Whenever you ask a question like this - could things be done differently? - you have to be prepared for some economists to jump on you.
They'll be very happy to put you back in your place, to tell you that this is the best way of doing things, there's a big literature on this, you clearly don't know what you're talking about, etc etc.
But why can't we ask?
Phil Lowe even told senators recently that there are obviously alternative ways of doing things. He said governments could increase taxes to combat inflation, as one example, but they'd obviously have to be prepared to deal with the political fallout.
The truth is, the current way of doing things has suited the major political parties for decades, because they can blame the RBA for causing you pain. It's not their fault. They're not in control of monetary policy!
Right now, the RBA's job is to manage inflation with monetary policy, so that's what it tries to do.
But can you see this type of system lasting forever?
As interest rates rise again, some are turning to multiple jobs to stay on top of bills
By Kate Ainsworth
Before today's rate rise, one small business owner in Torquay, south of Geelong has had to pick up hospitality shifts to make ends meet and pay off her mortgage.
Mia De Rauch bought her home with her partner 18 months ago, after the RBA infamously indicated that rates would likely not rise until 2024.
In the past year, her mortgage repayments have risen by $20,000, while her utility bills have jumped by about $400.
In addition to her full time work as a videographer, she has started working between 10 to 15 hours a week in hospitality to keep afloat.
"I'm now sitting here, stressed, thinking I have no more time to give," she said.
"I've cut back on non-essentials, like streaming accounts and brunch.
"I feel tired, I feel like there's a lot going on.
"I'm not getting to spend much time with my family."

Supplied information.
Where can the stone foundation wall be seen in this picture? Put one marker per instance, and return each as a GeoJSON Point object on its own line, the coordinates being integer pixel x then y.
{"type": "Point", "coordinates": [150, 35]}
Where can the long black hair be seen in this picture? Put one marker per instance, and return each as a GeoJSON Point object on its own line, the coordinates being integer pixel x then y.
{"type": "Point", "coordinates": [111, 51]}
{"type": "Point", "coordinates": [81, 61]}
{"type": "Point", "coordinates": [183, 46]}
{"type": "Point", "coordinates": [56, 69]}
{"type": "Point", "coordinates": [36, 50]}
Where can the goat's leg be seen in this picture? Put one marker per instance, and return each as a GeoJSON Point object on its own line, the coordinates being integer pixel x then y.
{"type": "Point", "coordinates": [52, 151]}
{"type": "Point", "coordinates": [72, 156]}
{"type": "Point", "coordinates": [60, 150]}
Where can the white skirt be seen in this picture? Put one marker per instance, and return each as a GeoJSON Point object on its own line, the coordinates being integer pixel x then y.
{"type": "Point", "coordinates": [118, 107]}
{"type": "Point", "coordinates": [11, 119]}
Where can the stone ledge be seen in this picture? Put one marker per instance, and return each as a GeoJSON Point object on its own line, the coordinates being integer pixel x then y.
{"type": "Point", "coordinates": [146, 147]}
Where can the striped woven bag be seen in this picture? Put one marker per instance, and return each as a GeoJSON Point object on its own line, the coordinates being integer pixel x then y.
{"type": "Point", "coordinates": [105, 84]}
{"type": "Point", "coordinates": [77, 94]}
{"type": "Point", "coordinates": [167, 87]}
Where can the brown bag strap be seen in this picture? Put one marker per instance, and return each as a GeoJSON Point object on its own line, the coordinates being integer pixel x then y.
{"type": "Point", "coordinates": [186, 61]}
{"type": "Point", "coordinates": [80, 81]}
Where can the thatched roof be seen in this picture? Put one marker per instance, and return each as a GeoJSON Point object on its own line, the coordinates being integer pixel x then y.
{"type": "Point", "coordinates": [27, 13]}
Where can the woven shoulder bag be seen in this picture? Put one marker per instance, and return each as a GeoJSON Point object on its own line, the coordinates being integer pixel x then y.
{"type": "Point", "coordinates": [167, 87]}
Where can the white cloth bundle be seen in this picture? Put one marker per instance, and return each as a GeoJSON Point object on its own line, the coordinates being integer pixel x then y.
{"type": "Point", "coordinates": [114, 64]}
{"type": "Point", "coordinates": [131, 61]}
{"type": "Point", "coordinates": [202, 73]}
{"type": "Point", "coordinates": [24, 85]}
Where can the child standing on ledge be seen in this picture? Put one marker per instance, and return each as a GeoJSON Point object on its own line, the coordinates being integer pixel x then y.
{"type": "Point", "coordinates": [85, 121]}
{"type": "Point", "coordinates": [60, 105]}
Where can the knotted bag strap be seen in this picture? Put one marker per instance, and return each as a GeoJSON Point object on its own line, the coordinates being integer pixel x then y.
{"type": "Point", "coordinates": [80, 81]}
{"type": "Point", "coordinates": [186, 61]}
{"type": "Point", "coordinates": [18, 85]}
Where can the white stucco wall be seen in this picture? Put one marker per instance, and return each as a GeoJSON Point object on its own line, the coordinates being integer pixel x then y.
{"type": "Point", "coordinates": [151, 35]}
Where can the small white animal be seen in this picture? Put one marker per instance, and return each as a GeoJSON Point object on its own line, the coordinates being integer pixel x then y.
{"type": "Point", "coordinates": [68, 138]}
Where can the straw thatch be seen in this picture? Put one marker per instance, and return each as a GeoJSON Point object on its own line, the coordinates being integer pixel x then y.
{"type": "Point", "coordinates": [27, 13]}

Problem to work on.
Which words of the interest-rate text run from "In addition to" up to and including "accounts and brunch."? Copy them out word for word. The rows have no connection to the interest-rate text.

Answer space.
In addition to her full time work as a videographer, she has started working between 10 to 15 hours a week in hospitality to keep afloat.
"I'm now sitting here, stressed, thinking I have no more time to give," she said.
"I've cut back on non-essentials, like streaming accounts and brunch.